▸ Work to do
Word for word, copy all the data and drop the pictures.

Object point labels
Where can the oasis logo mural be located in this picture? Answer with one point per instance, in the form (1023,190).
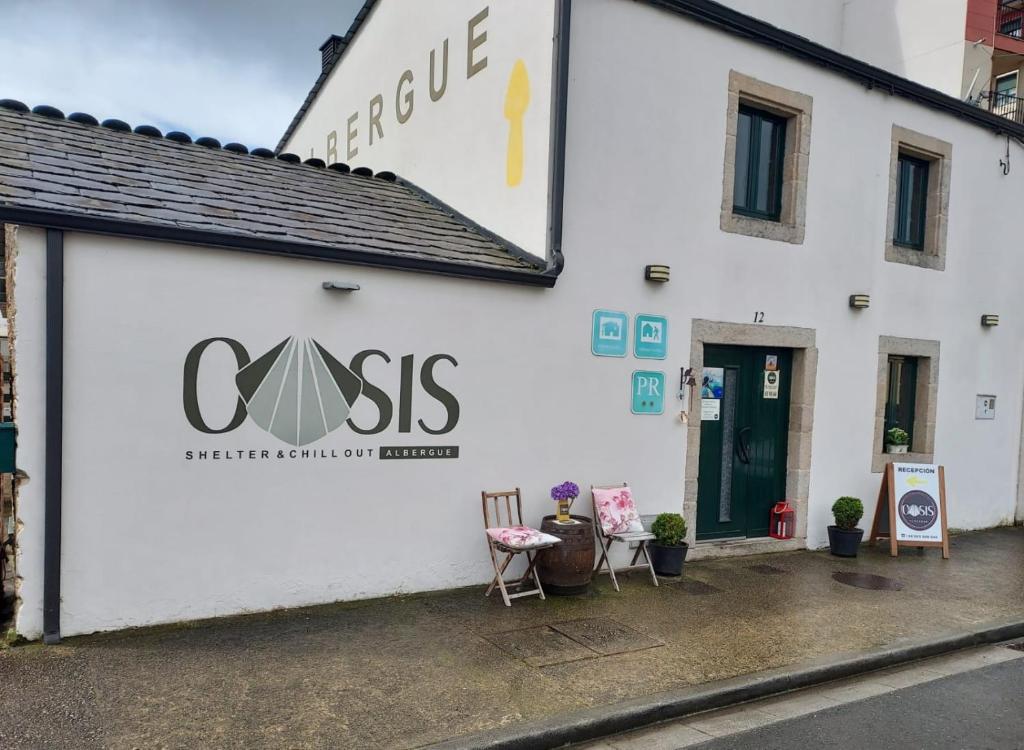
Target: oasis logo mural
(299,392)
(919,510)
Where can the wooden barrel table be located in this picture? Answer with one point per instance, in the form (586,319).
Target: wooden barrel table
(567,569)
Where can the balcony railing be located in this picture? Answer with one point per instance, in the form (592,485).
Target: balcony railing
(1010,22)
(1004,105)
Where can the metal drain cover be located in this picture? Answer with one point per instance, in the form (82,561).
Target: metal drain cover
(540,647)
(868,581)
(767,570)
(605,636)
(697,588)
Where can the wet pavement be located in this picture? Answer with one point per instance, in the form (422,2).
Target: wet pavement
(410,671)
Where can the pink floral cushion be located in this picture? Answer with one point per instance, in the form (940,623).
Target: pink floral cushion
(616,510)
(521,537)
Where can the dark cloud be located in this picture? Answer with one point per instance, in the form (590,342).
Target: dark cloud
(237,70)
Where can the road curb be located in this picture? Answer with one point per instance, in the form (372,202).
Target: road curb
(593,723)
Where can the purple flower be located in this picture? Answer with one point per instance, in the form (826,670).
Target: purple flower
(565,491)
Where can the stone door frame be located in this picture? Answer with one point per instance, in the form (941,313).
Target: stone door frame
(805,367)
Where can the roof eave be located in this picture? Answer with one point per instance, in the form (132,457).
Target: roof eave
(285,248)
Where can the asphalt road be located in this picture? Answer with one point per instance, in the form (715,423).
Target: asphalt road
(982,709)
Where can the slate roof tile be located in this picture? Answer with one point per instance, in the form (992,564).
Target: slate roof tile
(94,172)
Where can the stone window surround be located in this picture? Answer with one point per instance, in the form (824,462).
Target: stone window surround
(802,391)
(939,155)
(926,398)
(796,108)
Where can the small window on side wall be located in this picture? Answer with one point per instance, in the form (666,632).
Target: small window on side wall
(767,156)
(911,202)
(760,155)
(919,200)
(900,404)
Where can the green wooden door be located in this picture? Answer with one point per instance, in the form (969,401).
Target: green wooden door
(743,450)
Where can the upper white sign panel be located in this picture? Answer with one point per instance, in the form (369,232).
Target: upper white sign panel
(454,95)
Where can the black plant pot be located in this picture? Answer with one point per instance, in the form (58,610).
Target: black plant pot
(668,560)
(844,542)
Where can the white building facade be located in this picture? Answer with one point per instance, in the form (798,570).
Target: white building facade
(776,178)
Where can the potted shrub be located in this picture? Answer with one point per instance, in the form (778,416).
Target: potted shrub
(844,538)
(668,550)
(897,441)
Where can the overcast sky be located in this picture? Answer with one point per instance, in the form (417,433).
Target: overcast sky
(237,70)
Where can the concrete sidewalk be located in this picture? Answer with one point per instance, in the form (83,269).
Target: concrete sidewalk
(412,671)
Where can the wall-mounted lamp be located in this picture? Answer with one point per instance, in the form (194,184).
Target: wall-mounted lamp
(656,273)
(860,301)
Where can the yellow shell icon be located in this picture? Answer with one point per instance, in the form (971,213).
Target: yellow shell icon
(516,101)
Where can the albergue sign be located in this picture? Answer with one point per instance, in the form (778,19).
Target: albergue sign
(299,392)
(400,105)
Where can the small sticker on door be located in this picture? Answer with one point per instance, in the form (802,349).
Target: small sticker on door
(711,410)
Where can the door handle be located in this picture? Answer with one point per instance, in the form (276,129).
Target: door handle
(742,447)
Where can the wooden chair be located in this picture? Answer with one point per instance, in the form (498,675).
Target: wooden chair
(507,536)
(607,538)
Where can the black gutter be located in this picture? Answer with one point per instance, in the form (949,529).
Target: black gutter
(291,249)
(732,22)
(560,116)
(53,435)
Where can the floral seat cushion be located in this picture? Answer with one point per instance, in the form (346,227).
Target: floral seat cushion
(521,537)
(616,510)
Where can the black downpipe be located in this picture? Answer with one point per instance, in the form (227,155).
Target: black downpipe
(54,435)
(561,86)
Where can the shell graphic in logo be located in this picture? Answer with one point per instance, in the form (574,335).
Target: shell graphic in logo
(919,510)
(297,391)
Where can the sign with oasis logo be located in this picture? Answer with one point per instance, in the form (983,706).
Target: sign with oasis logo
(299,392)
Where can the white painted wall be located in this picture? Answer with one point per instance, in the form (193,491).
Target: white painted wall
(817,19)
(458,146)
(922,40)
(663,204)
(150,537)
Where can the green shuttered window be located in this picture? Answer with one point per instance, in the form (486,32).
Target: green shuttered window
(760,155)
(900,404)
(911,202)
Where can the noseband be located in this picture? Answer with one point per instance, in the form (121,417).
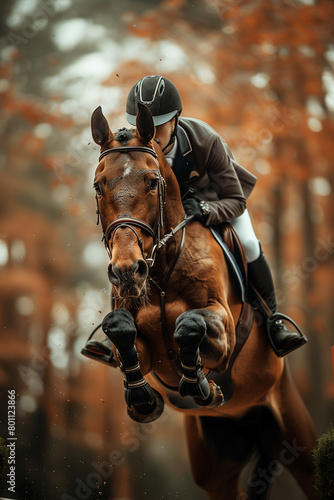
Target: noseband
(129,222)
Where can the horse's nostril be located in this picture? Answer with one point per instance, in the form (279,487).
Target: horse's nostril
(141,268)
(114,274)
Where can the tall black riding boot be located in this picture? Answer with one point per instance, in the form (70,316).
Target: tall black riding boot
(282,339)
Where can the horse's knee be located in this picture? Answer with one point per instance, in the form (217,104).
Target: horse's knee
(120,328)
(190,330)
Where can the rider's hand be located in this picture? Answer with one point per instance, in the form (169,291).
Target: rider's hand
(192,207)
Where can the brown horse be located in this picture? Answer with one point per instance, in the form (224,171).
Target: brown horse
(174,320)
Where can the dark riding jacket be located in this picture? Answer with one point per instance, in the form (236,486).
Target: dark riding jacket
(206,169)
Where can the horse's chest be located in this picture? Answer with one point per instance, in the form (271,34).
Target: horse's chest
(149,321)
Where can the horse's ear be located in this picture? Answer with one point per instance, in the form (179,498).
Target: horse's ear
(100,129)
(144,123)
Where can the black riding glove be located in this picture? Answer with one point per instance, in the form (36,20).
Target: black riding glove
(192,207)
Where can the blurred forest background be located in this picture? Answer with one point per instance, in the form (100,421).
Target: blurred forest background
(261,73)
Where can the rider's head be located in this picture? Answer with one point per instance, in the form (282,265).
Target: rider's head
(163,99)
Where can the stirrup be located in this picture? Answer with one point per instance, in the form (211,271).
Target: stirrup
(102,356)
(282,352)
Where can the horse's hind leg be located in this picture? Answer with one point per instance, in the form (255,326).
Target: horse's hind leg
(299,437)
(216,468)
(144,403)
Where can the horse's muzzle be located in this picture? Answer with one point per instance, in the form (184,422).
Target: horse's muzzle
(129,280)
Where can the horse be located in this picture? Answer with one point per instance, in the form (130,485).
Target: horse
(172,328)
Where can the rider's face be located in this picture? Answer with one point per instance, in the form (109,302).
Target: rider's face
(164,132)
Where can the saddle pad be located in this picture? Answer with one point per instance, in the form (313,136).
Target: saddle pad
(231,262)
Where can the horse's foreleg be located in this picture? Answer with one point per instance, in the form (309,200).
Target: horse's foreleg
(144,403)
(190,332)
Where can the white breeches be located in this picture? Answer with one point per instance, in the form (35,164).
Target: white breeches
(244,228)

▸ Answer to the problem
Where can the oasis logo mural be located in this picture? Answer with one point per instance, in the form (1023,190).
Target: oasis logo mural
(299,392)
(919,510)
Where can the wooden barrel table be located in this picture? Answer with one point per instance, in the form (586,319).
Target: wooden barrel table
(567,569)
Where can the balcony railing be located in this picture? Answer with one point per instance, in the form (592,485).
Target: balcony railing
(1010,22)
(1004,105)
Where can the metal drain cover be located in this picture? Answer with one point per instance, in the form (82,561).
Target: metal drain cover
(540,647)
(868,581)
(767,570)
(605,636)
(697,588)
Where can the wet pavement be located in this picture? Answer with one point per instance, in the form (422,2).
Target: wet pavement
(410,671)
Where can the pink floral cushion be located in this picture? Answer with one point per instance, in the form (940,623).
Target: pink floral cushion
(616,510)
(521,537)
Where can the dark cloud be located in this picture? Answer with one point per instance, in the form (590,342).
Target: dark cloud
(237,70)
Where can the road curb be located in this picture? Answer with one point per instance, in the form (372,202).
Target: road curb
(593,723)
Where can the purple flower be located in this picture? Answer with one point per instance, in the form (826,670).
Target: purple flower
(565,491)
Where can the stone door frame be located in this picture? Answer with one point per instance, in the form (941,313).
Target: stone door frame
(805,367)
Where can the roof eave be located in this picture? Answer with one point per instance, in the form (132,457).
Target: roof eave
(285,248)
Where can the asphalt road be located in this picture? Answer with one point per instance, in the form (715,423).
Target: asphalt road
(982,709)
Where can the slate roof tile be located in this picture? Answer with one point per instance, in the form (992,564).
Target: slate roof tile
(94,172)
Where can the stone window surround be located in this picture? Answer with one point per instance, in the form (824,462).
Target: stone window surround
(802,391)
(939,155)
(926,398)
(796,108)
Where can the small window on side wall be located in this picture? Answer with one point per instance, in the form (666,632).
Target: small window on side wall
(767,156)
(911,202)
(760,155)
(919,200)
(900,404)
Where can the green wooden door be located in this picture? Answer with one point per instance, in the form (969,401).
Target: green wooden door
(743,450)
Where can the upper white sign panel be located in this picture? Answer with one point per instance, in the form (369,232).
Target: upper white sign panel
(454,95)
Where can the black plant pot be located in this picture? Answer with one point per instance, in the form (58,610).
Target: black plant pot
(668,560)
(844,542)
Where can the white building facade be located in this picture? Answer with one point per instance, in the form (798,570).
Target: white building facade
(776,178)
Where can the potted shrub be located in this picture? Answer with one point per instance, in the form (778,416).
Target: potted shrub
(844,538)
(668,550)
(897,441)
Where can the overcast sky be located in this picture? Answer with one point per instance, in the form (417,433).
Target: overcast sky
(237,70)
Where can the concrete sidewalk be located in this picture? Answer with one point per instance, in the form (83,269).
Target: concrete sidewalk
(412,671)
Where can the wall-mounted lamp be located in this picture? Answer with one point per instance, in the form (194,184).
Target: wall-mounted lamp
(656,273)
(860,301)
Where can the yellow shell icon be located in this picture? Answer with one point per instance, in the form (971,213).
Target: yellow shell icon
(516,101)
Where can the albergue sign be located in this picture? Answer with one point per instance, in the form (778,19).
Target: albergue sign
(299,392)
(400,105)
Where can the small sticker on door be located in this picture? Answer with one point per instance, in the form (802,349).
Target: small sticker on door
(711,410)
Where can the door handle be located in this picture? Answer with one point per instance, in the form (276,129).
Target: door handle
(742,447)
Where can the wooden chair be located in this picture? Answer with one point per instance, in the form (498,675).
Target: wooden chair
(507,536)
(607,538)
Where can the black gutter be located in this picture? Answer with one point per instance, in the form (949,529).
Target: black gutter
(291,249)
(732,22)
(560,116)
(53,435)
Where can the floral seat cushion be located in this picture? Answer with one point per instance, in the form (346,227).
Target: floral seat cushion
(521,537)
(616,510)
Where can the black downpipe be located in this picture? Answer with one point per instance, in the form (227,155).
Target: black downpipe
(54,435)
(561,86)
Where can the shell graphic in logo be located in this picture? Answer with one point per instance, in the form (574,335).
Target: shell graphic in logo
(919,510)
(297,391)
Where can the sign with oasis logo be located in this picture? Answer with one point per instance, in the form (983,706).
Target: sign with oasis logo
(299,392)
Where can the white painted wall be located in this picture? Answer with one point per instance, in the form (193,491).
Target: white painted wall
(817,19)
(458,146)
(922,40)
(663,204)
(150,537)
Where can the green shuttered window be located in this picture? Answer with one point per instance, in the form (486,32).
Target: green shuttered window
(760,155)
(900,404)
(911,202)
Where can the noseband be located in this picture? Answer with one point per instance, in the form (121,417).
Target: noseband
(129,222)
Where can the horse's nostril be located in this picture? Answer with one point per instance, in the form (279,487).
Target: horse's nostril
(141,268)
(114,274)
Where can the tall black riding boot be located in this picture? Answer with one point per instance, in the form (70,316).
Target: tall black riding boot
(282,339)
Where can the horse's knee be located in this picture? Answer with one point per instance, in the form (217,104).
Target: horse's knee
(120,328)
(190,330)
Where can the rider's hand be located in this picture? Answer with one point per instance, in the form (169,291).
Target: rider's hand
(192,207)
Where can the brown horse be located in this picture? Answer with one point per instance, in the form (224,171).
Target: brown horse
(174,320)
Where can the dark riding jacket be located in this picture? Answer with one point per instance, in the form (236,486).
Target: dark riding jacket
(206,169)
Where can the horse's chest be located in this picture? Answer with one point per instance, in the form (271,34).
Target: horse's chest
(149,321)
Where can the horse's ear be located in this picture? Answer with one point per instance, in the form (179,498).
Target: horse's ear
(100,129)
(144,123)
Where can the black riding glove be located in this picture? Answer with one point per instance, in the form (36,20).
Target: black riding glove
(192,207)
Where can the blurred forest background be located in this picture? Answer with one point per instance, in the form (100,421).
Target: blurred forest background
(261,73)
Where can the rider's head be located in this picture? Answer with one point per instance, in the form (282,265).
Target: rider's head
(163,99)
Where can the stirrup be located in this picture? Answer with one point per instance, in the form (211,271).
Target: stirrup
(102,356)
(282,352)
Where can the horse's hind leg be located in this picture? Answer with one point per instance, in the form (255,326).
Target: horse's hind leg
(299,437)
(216,468)
(144,403)
Where can the horse's muzzle be located in this picture? Answer with one point per instance, in the form (184,422).
Target: horse's muzzle
(129,280)
Where can the horse be located in this picture? Answer with one point per instance, in the form (130,485).
Target: horse
(172,328)
Where can the rider's face be located in this picture? Answer with one point per instance, in the form (109,302).
Target: rider's face
(164,132)
Where can the saddle pad be located in this picture? Answer with one point per instance, in the form (313,136).
Target: saddle pad
(231,262)
Where can the horse's foreleg be located in this picture? Answer with one point per instance, in the form (309,200).
Target: horse's foreleg
(144,403)
(190,332)
Where can the white breeches be located in this picture? Answer with one point per instance, in the form (35,164).
Target: white breeches
(244,228)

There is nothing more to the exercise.